| SELECTED EXTRACT |
Maybe I can try to answer that with what's already known.

There were studies done about personality disorders and stress exposure in life as a factor leading to or increasing the risk of Alzheimer's disease. There's no convincing data to that effect. Perhaps it's fair to say that if you are predisposed to a disease because of your genetic makeup, you will have the symptoms at an earlier stage if you had head injuries, if you were drinking alcohol too much, if you had hypothyroidism.

So there may be accelerating factors to a disease that you will get someday. That's as far as I think we can go with the evidence.

10:15 a.m.

NDP

Wayne Marston NDP Hamilton East—Stoney Creek, ON

So in fact we're saying these things are possible causes, but it's more genetic and it's more likely to be genetically caused.

I want to go to the discussion around a pan-Canadian strategy. I guess--and I am guessing--that you would say that because the federal government is responsible for the Canada Health Act, it might logically fall to the federal government, even though most of the health care is provided or administered by provinces. Some form of leadership from the federal level would be very important on this.

I like it when I see all the heads starting to nod. That doesn't happen in my life that often.

The strategy you talk about sounds like it's well under way. I think you referred a moment ago to how things have been happening for 20 years on the medical side.

This is the loaded question: how do you correlate that against what's been happening on the governmental side?

10:20 a.m.

As an Individual

Dr. Serge Gauthier

It's a bit of mystery why there's so much discrepancy in drug approval processes among the different provinces. There was hope that the central review would be a positive thing to speed things up, but actually it turned out to be the opposite.

There will also be an ethical dimension to the whole process of diagnosing Alzheimer's before dementia. What do you tell people when they're 50? Do you tell them they have Alzheimer's, that although they don't have symptoms yet, we can see it on their scan or their lumbar puncture? Do we tell them they have mild symptoms of Alzheimer's and they'll have dementia in five years?

| EXERCISE PROMPT |
Resume the discussion of Alzheimer's disease, picking up right after its final sentence.

Stored data entries

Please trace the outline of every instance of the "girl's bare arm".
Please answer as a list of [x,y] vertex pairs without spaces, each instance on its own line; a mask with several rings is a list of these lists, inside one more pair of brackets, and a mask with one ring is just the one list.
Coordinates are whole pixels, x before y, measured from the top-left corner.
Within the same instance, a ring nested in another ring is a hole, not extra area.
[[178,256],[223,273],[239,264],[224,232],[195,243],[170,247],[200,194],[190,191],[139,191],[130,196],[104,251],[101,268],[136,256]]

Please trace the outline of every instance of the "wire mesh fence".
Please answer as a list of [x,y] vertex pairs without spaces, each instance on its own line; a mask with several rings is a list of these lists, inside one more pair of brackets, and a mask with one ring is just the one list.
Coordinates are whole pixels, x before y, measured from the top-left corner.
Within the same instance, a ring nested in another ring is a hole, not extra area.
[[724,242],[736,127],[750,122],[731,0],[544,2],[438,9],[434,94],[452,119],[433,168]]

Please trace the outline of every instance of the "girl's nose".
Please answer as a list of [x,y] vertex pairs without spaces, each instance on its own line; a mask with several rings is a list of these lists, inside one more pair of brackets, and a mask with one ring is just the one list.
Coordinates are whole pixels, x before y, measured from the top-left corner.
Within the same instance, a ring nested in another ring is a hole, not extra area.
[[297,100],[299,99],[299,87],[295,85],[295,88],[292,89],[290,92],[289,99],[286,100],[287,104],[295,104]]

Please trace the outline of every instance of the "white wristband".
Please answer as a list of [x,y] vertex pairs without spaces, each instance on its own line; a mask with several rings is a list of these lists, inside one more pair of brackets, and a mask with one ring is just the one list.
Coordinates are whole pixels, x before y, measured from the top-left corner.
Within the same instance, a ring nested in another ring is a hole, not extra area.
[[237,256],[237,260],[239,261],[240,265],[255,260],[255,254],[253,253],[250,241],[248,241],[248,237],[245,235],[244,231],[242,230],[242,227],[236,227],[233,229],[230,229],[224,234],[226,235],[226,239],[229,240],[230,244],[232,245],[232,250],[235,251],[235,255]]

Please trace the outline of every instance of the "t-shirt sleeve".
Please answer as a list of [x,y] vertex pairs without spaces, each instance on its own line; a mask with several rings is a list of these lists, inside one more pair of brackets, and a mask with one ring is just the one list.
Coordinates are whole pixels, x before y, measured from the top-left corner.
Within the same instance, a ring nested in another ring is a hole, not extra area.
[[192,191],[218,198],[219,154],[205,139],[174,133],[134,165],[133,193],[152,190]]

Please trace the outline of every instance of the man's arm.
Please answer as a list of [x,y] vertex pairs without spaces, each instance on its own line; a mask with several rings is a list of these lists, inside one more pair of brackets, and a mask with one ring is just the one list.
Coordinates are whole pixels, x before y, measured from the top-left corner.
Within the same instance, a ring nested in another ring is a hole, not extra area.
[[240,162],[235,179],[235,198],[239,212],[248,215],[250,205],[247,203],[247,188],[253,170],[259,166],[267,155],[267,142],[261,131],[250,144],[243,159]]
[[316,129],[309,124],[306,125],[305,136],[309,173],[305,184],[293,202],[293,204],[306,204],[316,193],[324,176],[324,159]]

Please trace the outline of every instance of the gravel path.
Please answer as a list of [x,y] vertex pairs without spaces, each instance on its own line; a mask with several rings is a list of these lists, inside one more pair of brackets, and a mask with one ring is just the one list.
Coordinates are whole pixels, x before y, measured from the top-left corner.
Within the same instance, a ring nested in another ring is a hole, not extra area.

| WRITTEN ANSWER |
There's perhaps an ethical dimension and a resource-use aspect. You will be using more technology, more scans, more lumbar punctures, more specialized units. There may be a social debate that would be at the national level on the ethics of earlier diagnosis if there's no effective prevention. That's one aspect of the answer.

As far as harmonizing diagnoses and management is concerned, we will continue to do that, but this is not driven by governments. This is driven by the base, which is nice. It's doctors and lay public societies, and that will continue.

10:20 a.m.

President, NeuroScience Canada

Inez Jabalpurwala

Madam Chair, if I may, only relatively recently have we actually understood the burden of disease for the brain. I remember even 10 years ago, when I first started talking about the idea of creating an entity around the brain, people said, this is impossible. We're diseases, or we're injuries, or we're mental illness. And now this is something that is fundamentally accepted.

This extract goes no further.